Le Régime fiscal espagnol applicable à certains clubs de football professionnels

Suite à l’adoption en 1990 de la loi 10/1990 sur le sport, les clubs sportifs professionnels espagnols ont été obligés à se transformer en sociétés anonymes sportives, à l’exception des clubs ayant réalisé un résultat positif lors des exercices précédant l’adoption de cette loi. Plusieurs clubs professionnels de La Liga, à savoir le Fútbol Club Barcelona (ci-après « FCB »), le Club Atlético Osasuna de Pampelune, l’Athletic Club de Bilbao et le Real Madrid Club de Fútbol, bénéficiant de cette exception, avaient choisi de conserver leur forme légale de personnes morales sans but lucratif. Ces clubs bénéficiaient donc, à ce titre, d’un taux spécifique d’imposition de leurs revenus, demeuré inférieur, jusqu’en 2016, au taux applicable aux sociétés anonymes sportives.

La position de la Commission européenne

En 2009, la Commission a été informée par les citoyens à propos d’un possible traitement fiscal préférentiel en faveur de certains clubs de football espagnols. Le 18 décembre 2013, la Commission a fait part à l'Espagne de sa décision d'ouvrir une procédure d’enquête approfondie concernant des mesures fiscales en cause.

Données à examiner
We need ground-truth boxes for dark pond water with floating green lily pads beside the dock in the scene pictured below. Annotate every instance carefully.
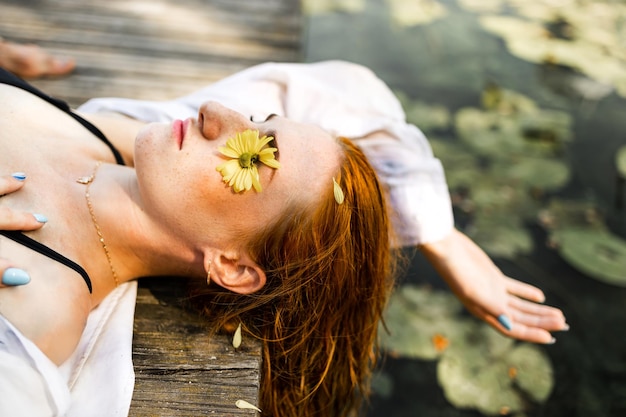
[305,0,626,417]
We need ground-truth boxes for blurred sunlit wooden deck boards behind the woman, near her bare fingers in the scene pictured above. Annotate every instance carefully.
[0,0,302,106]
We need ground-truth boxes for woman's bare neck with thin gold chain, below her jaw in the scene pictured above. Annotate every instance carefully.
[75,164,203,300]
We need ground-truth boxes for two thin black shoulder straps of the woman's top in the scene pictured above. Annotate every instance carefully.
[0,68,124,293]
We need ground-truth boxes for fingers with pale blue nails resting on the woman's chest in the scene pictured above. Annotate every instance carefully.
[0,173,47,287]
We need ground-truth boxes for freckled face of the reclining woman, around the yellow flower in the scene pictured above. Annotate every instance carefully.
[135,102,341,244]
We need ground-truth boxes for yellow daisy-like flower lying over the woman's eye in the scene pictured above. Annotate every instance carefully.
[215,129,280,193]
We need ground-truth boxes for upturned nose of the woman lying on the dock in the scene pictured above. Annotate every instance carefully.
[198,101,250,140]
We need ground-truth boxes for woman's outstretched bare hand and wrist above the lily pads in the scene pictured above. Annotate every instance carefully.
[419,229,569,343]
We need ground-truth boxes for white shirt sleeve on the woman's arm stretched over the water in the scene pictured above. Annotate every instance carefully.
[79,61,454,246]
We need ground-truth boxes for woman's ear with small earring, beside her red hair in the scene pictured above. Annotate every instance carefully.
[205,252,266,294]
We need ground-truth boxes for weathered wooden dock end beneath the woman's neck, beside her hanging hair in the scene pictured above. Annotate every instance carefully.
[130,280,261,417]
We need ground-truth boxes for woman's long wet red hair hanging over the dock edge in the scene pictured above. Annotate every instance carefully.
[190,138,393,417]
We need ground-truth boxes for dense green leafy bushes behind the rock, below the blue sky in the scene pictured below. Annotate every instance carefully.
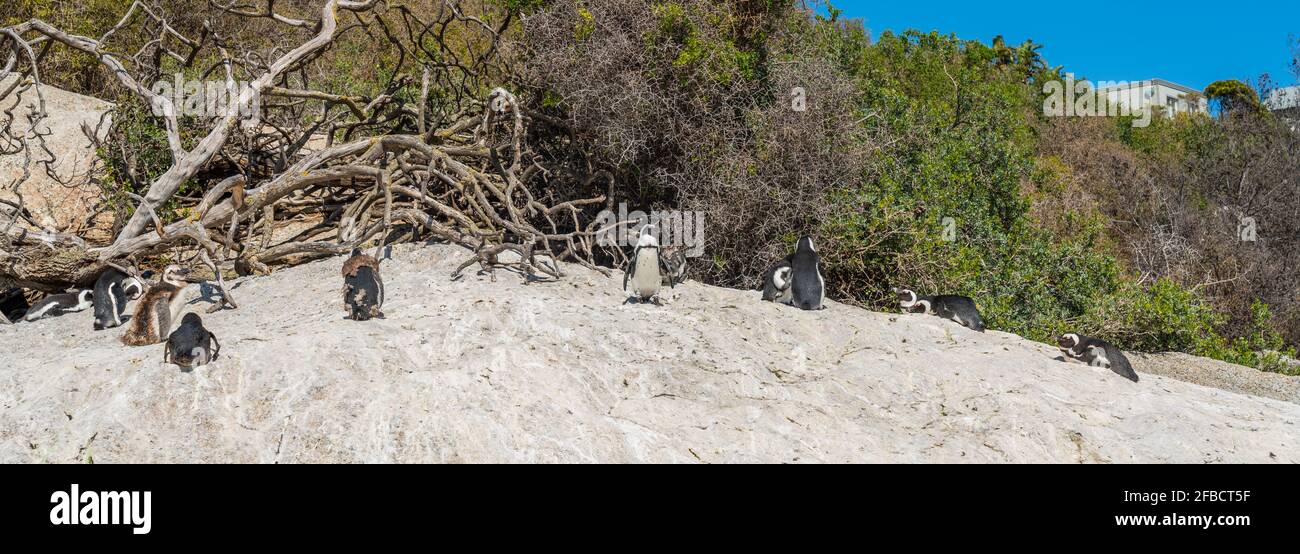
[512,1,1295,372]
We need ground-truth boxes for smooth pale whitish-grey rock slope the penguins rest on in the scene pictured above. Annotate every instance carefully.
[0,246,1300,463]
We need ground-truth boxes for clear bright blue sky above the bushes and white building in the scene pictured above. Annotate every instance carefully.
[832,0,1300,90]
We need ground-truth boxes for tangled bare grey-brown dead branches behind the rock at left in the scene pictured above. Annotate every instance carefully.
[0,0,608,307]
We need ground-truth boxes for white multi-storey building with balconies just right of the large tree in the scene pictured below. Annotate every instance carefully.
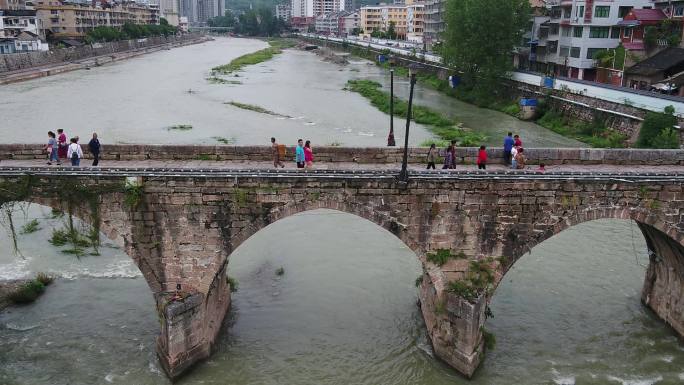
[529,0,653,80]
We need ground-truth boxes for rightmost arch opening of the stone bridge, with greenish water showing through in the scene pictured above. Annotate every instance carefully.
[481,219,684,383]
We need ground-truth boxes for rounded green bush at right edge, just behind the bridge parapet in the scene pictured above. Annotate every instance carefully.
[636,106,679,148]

Consigne
Relevez tous les clubs de football professionnels désignés par leur nom dans le texte source. Les items proviennent d'une source distincte de celle du texte source.

Corrigé
- Fútbol Club Barcelona (FCB)
- Club Atlético Osasuna de Pampelune
- Athletic Club de Bilbao
- Real Madrid Club de Fútbol